[Records contained in a dataset]
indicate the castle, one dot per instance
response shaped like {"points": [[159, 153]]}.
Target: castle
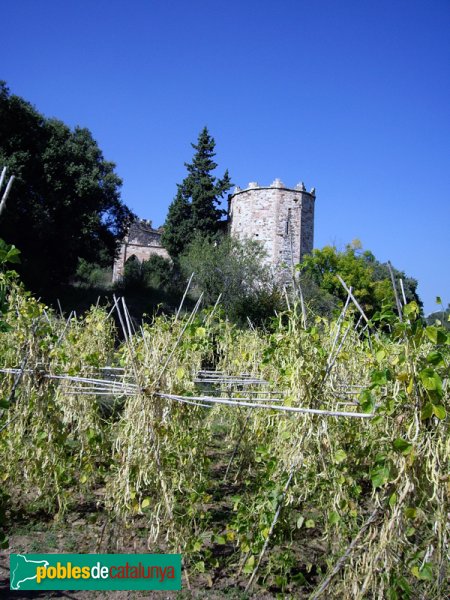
{"points": [[281, 218]]}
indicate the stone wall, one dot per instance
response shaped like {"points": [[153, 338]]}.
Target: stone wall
{"points": [[281, 218], [142, 241]]}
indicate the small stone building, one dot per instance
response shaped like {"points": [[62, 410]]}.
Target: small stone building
{"points": [[140, 243], [281, 218]]}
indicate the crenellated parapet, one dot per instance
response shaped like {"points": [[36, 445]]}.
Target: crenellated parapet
{"points": [[279, 217]]}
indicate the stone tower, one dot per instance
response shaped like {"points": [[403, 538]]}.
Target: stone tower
{"points": [[281, 218]]}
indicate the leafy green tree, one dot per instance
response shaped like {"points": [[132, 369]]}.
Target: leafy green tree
{"points": [[195, 207], [369, 279], [236, 270], [65, 203]]}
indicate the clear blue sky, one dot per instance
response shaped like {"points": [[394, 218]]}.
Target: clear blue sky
{"points": [[351, 97]]}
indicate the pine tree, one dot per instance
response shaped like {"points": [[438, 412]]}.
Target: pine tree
{"points": [[195, 207]]}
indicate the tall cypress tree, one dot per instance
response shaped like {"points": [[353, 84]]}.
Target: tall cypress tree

YOUR INSTRUCTIONS:
Word for word, repeat the lines of data above, omitting every picture.

SOLUTION TO THE EXERCISE:
indicate the castle, one dot per instance
response shaped like {"points": [[159, 153]]}.
Target: castle
{"points": [[281, 218]]}
indicate the stone wall, one dot per instance
response shaped like {"points": [[153, 338]]}.
Target: stone wall
{"points": [[281, 218], [142, 241]]}
indicate the small stone building, one dot per instance
response shaped like {"points": [[62, 410]]}.
Target: small stone building
{"points": [[140, 243], [281, 218]]}
indicate the crenellated parapet, one dot per instance
response shaped like {"points": [[36, 445]]}.
Target: crenellated parapet
{"points": [[279, 217]]}
indicate the stone tower, one dot per instance
response shaped like {"points": [[403, 538]]}.
Target: stone tower
{"points": [[281, 218]]}
indicate the leafy green tree, one dot per instance
response shaped like {"points": [[132, 369]]}.
Target: leafy green tree
{"points": [[195, 207], [369, 279], [236, 270], [65, 203]]}
indicate the clear blue sky, one dot per instance
response shaped like {"points": [[394, 218]]}.
Target: clear blue sky
{"points": [[351, 97]]}
indicate the pine tree, one dot per instance
response shaped like {"points": [[438, 412]]}.
Target: pine tree
{"points": [[195, 207]]}
indicate the tall cypress tree, one dot per instance
response shaped like {"points": [[353, 84]]}.
Target: tall cypress tree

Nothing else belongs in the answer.